PROBLEM STATEMENT:
As the answer, set down the lines below from the one containing "The automated pipeline tagged earlobe" through the one containing "The automated pipeline tagged jacket", exactly and inclusively, and no others.

Text-to-region grounding data:
-- Opening Marker --
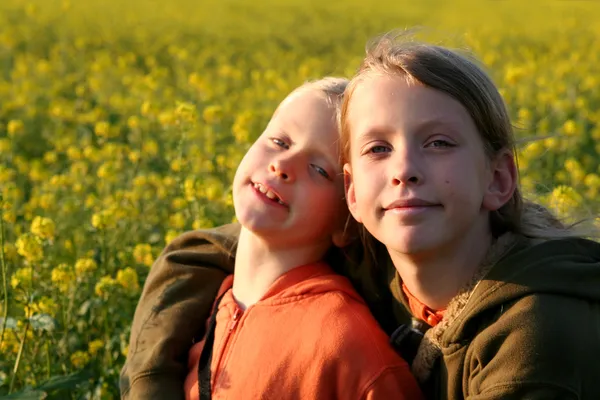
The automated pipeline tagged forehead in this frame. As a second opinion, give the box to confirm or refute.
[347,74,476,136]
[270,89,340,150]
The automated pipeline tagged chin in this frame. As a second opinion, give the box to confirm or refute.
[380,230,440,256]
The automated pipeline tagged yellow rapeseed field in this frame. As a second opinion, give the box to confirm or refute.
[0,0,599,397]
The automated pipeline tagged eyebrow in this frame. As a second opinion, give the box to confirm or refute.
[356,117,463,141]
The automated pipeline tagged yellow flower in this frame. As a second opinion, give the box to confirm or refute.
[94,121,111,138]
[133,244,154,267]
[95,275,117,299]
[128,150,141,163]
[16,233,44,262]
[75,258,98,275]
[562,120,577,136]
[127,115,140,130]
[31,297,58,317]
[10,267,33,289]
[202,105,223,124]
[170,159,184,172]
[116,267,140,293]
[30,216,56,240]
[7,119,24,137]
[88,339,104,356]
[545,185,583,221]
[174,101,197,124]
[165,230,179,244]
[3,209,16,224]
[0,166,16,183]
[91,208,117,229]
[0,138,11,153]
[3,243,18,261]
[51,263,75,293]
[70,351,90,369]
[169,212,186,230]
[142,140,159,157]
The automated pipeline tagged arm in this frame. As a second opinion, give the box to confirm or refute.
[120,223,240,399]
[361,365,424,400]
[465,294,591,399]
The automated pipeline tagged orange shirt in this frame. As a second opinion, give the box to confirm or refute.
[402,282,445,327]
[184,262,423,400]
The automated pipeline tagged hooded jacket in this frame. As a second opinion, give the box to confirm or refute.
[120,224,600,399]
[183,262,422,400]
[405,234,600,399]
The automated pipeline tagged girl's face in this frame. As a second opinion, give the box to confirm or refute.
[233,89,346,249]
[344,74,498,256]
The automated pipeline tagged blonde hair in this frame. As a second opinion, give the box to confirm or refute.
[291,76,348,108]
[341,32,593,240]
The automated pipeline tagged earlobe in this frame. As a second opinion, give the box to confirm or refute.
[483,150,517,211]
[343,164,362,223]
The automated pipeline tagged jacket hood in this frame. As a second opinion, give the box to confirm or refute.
-- Closing Marker --
-- Opening Marker --
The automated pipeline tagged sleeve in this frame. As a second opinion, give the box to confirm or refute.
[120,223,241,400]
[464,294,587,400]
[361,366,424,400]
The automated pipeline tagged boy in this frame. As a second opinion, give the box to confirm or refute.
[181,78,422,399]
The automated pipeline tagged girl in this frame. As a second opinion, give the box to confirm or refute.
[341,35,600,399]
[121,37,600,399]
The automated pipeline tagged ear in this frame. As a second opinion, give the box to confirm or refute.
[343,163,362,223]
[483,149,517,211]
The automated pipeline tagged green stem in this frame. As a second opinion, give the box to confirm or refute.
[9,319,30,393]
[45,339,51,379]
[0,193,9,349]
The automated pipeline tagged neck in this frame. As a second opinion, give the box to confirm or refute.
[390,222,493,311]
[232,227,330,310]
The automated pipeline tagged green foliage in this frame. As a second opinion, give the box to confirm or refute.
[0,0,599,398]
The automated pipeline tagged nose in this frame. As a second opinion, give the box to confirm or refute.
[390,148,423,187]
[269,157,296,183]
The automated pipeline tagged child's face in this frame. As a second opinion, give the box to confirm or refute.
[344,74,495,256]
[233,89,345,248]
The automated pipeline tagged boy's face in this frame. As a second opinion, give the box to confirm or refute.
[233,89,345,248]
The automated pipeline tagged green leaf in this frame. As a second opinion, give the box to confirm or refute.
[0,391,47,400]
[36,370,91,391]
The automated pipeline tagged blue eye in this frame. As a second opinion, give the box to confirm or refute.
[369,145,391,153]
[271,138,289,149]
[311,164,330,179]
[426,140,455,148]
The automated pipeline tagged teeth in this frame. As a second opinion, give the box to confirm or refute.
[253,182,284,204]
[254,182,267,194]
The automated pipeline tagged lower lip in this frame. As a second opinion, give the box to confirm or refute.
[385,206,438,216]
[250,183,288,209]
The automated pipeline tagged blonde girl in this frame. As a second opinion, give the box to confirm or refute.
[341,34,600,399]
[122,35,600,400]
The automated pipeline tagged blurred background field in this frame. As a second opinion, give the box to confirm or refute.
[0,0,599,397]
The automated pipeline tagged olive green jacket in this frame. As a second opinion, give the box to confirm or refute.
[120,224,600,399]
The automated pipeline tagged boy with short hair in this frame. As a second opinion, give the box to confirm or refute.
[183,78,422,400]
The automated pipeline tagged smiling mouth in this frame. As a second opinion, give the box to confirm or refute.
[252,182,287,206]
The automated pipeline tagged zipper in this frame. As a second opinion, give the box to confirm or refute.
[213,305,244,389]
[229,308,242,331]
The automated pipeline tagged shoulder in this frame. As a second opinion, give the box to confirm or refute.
-- Closing Marker --
ANSWER TO THE PROBLEM:
The automated pipeline tagged earlobe in this frame. As a second opinion, give the box to confirm or refute.
[483,150,517,211]
[343,164,362,223]
The automated pipeline tagged jacket hood in this frame. As a second opinion, give the box to confirm or refute.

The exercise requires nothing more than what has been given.